--- What to do ---
Please repeat every line of the listing below verbatim and leave the pictures out.

--- Given entries ---
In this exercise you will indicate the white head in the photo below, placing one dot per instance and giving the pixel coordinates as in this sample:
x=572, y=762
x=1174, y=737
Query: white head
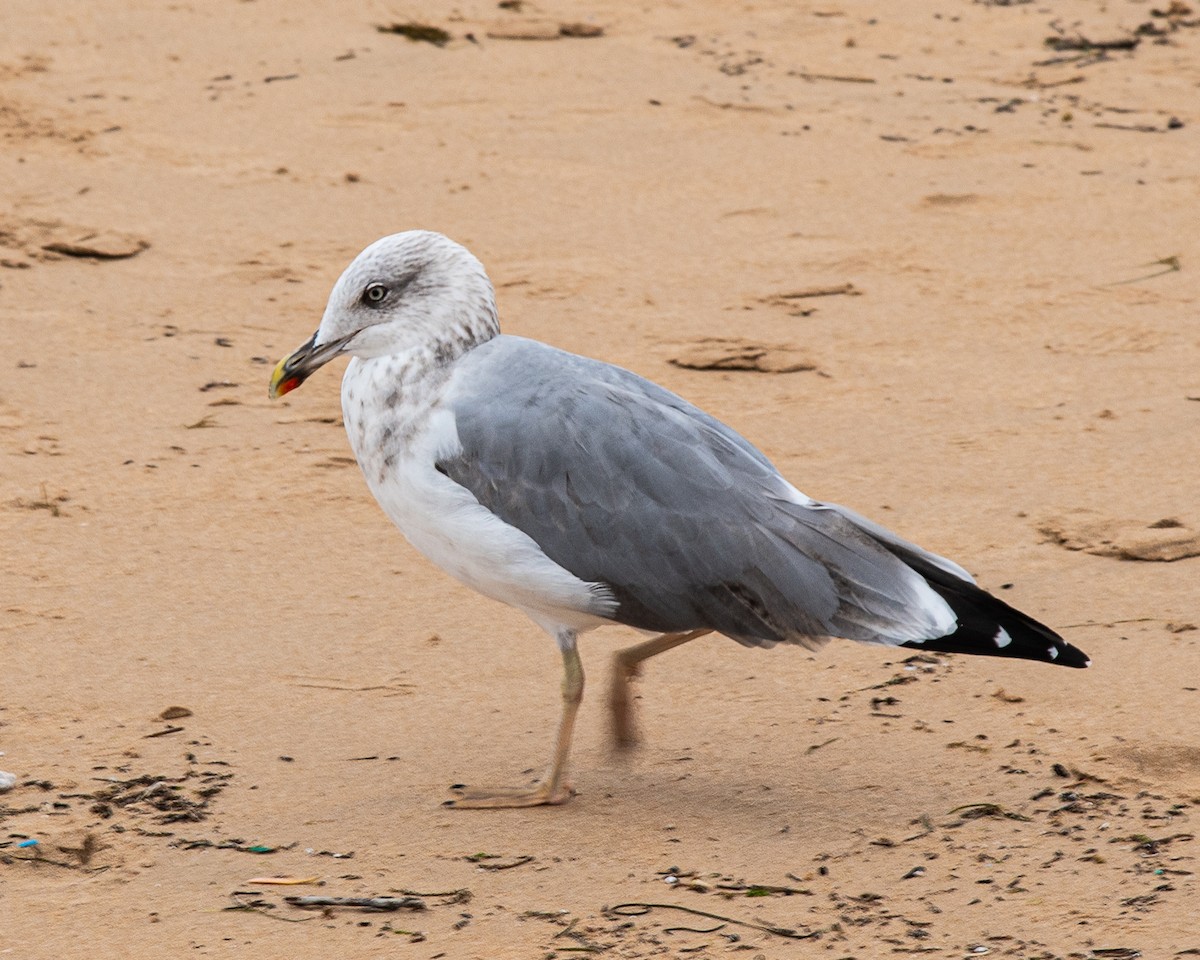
x=411, y=291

--- Solution for this exercise ---
In this exercise you will indicate the white head in the photo below, placing one dot per instance and giving the pixel coordinates as in this sample:
x=572, y=762
x=1174, y=737
Query: white head
x=411, y=291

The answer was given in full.